### SHORT PROBLEM:
Copy the listing below word for word, from its first line up to and including the line containing "x=143 y=277".

——

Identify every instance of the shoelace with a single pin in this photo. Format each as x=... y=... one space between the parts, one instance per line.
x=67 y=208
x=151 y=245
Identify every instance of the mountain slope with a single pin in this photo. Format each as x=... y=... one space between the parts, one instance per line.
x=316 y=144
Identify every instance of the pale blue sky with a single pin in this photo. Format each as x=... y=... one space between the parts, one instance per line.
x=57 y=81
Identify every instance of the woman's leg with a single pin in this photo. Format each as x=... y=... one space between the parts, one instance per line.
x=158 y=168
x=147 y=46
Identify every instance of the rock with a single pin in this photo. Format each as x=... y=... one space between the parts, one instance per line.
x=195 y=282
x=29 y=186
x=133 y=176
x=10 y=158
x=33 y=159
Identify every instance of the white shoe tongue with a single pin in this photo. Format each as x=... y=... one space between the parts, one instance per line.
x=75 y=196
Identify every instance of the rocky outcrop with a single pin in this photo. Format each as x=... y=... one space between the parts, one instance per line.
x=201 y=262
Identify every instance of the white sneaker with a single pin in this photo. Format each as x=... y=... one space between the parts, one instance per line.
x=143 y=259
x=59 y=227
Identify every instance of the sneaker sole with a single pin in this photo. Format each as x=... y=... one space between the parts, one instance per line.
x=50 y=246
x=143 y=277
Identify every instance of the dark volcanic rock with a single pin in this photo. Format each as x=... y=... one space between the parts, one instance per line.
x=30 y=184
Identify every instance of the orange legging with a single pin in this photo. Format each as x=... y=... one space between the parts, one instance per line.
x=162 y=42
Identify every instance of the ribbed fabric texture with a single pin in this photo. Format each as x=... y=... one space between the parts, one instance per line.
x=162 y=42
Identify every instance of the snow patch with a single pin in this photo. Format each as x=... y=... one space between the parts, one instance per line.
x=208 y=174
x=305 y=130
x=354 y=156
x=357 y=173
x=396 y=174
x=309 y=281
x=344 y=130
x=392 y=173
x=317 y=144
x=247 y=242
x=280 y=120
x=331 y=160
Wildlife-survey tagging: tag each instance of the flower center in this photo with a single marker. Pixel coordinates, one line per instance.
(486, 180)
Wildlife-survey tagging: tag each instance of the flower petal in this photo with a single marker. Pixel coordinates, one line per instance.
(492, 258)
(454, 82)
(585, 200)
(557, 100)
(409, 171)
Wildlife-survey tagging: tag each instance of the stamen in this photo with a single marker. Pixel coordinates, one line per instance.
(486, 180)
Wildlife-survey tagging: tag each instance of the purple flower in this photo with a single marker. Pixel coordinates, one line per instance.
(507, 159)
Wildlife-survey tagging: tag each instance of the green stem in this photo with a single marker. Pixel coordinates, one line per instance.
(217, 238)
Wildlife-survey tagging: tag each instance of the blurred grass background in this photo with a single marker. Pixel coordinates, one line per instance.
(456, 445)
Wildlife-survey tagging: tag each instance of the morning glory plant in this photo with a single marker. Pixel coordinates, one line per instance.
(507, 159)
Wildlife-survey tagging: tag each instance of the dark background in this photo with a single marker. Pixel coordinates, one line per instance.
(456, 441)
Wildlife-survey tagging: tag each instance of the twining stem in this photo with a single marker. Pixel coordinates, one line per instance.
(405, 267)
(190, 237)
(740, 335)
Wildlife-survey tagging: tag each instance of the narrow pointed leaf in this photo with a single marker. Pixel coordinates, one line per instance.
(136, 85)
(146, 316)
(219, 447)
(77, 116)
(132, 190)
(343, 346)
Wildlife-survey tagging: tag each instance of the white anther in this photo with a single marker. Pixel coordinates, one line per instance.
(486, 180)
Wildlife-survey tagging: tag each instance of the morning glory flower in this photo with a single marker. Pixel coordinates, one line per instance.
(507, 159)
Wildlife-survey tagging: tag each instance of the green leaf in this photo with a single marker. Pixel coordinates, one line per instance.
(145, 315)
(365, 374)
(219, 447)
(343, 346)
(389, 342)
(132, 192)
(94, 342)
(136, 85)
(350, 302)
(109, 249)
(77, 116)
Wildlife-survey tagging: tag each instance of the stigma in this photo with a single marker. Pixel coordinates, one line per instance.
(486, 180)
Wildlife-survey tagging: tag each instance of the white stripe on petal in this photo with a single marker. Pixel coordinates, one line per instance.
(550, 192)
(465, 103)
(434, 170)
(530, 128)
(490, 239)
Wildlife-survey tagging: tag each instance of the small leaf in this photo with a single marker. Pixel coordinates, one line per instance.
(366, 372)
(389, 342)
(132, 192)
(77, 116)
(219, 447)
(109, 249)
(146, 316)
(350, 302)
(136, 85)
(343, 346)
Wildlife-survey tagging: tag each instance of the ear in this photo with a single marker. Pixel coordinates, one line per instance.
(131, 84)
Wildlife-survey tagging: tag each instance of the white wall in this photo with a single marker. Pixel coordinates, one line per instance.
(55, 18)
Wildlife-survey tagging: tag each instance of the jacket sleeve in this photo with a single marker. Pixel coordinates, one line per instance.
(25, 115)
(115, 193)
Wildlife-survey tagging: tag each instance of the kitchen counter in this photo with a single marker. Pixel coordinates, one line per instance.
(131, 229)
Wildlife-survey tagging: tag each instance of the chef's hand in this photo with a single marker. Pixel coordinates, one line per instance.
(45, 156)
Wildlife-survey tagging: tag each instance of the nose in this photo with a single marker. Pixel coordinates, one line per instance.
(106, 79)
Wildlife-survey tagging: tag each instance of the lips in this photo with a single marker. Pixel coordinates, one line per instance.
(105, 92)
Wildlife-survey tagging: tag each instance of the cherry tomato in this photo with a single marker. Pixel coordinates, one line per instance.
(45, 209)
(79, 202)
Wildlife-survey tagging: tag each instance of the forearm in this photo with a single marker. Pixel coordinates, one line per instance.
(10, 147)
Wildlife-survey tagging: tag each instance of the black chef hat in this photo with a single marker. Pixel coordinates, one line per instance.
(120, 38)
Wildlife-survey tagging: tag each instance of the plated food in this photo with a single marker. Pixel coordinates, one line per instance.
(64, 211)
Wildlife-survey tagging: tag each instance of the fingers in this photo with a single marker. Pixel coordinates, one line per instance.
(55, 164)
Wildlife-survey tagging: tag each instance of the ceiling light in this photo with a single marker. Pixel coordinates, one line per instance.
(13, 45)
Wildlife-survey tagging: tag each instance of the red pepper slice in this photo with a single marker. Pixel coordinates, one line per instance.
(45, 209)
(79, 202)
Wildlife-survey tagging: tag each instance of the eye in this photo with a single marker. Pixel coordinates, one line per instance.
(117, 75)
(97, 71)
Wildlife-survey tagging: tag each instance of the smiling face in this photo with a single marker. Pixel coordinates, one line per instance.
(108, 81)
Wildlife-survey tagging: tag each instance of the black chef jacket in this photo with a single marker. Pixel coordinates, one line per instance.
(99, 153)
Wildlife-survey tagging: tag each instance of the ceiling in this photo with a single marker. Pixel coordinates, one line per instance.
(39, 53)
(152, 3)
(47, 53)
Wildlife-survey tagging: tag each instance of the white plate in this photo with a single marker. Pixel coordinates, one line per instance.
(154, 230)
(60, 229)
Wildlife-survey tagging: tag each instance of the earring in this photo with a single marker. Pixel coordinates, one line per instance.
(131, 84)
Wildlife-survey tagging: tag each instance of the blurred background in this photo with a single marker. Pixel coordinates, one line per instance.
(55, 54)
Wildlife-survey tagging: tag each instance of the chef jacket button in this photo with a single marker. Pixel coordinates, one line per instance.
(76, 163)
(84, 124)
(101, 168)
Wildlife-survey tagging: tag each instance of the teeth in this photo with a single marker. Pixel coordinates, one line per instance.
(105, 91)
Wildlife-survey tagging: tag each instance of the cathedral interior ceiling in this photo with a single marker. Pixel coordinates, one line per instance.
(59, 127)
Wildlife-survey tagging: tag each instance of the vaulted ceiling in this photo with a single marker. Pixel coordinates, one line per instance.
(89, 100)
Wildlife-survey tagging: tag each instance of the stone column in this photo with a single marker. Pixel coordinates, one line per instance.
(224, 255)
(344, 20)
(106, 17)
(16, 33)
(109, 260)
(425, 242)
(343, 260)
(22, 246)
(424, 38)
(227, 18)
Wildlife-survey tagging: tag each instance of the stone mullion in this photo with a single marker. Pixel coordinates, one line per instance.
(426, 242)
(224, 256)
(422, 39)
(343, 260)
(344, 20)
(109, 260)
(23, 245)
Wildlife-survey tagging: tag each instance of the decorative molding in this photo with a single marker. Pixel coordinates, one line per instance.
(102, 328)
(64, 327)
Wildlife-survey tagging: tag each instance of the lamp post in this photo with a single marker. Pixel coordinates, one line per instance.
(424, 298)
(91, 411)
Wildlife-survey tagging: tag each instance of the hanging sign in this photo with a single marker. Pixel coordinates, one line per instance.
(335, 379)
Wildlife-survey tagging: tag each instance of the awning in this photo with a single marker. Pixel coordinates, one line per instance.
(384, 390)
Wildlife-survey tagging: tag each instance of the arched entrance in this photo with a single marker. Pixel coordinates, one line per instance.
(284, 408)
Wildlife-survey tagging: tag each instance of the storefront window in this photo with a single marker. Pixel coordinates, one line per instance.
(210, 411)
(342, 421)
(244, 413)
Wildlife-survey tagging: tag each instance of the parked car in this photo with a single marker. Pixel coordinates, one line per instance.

——

### ANSWER TO THE EXERCISE:
Identify every instance of the shoelace with a single pin in this photo. Format each as x=... y=... one space between the parts, one instance per line.
x=67 y=208
x=151 y=245
Identify every instance of the mountain slope with a single pin in this photo. Format each as x=... y=... one space between the parts, one instance per line.
x=316 y=144
Identify every instance of the pale blue sky with a single pin in this photo. Format each as x=... y=... one space between the parts, one instance per line.
x=57 y=81
Identify every instance of the woman's leg with a single pin in this photo. Format each as x=... y=... one space between the parts, one instance per line.
x=158 y=168
x=147 y=46
Identify every instance of the rock with a single pin in this photo. Format each as x=... y=... one space between the parts, one instance per line.
x=195 y=282
x=29 y=186
x=133 y=176
x=10 y=158
x=33 y=159
Identify every instance of the white shoe tongue with a single pin in this photo. Format each as x=... y=... one space between the parts, one instance per line.
x=75 y=196
Identify every instance of the rocky outcrop with a single pin in this photo. Format each as x=... y=... one space between the parts, one instance per line.
x=201 y=262
Identify every instance of the white sneaker with a single pin in this photo. Format each as x=... y=... one space between the parts, one instance per line.
x=143 y=259
x=59 y=227
Identify every instance of the sneaker sole with a single pin in this photo. Format each as x=... y=... one space between the parts, one instance per line.
x=50 y=246
x=143 y=277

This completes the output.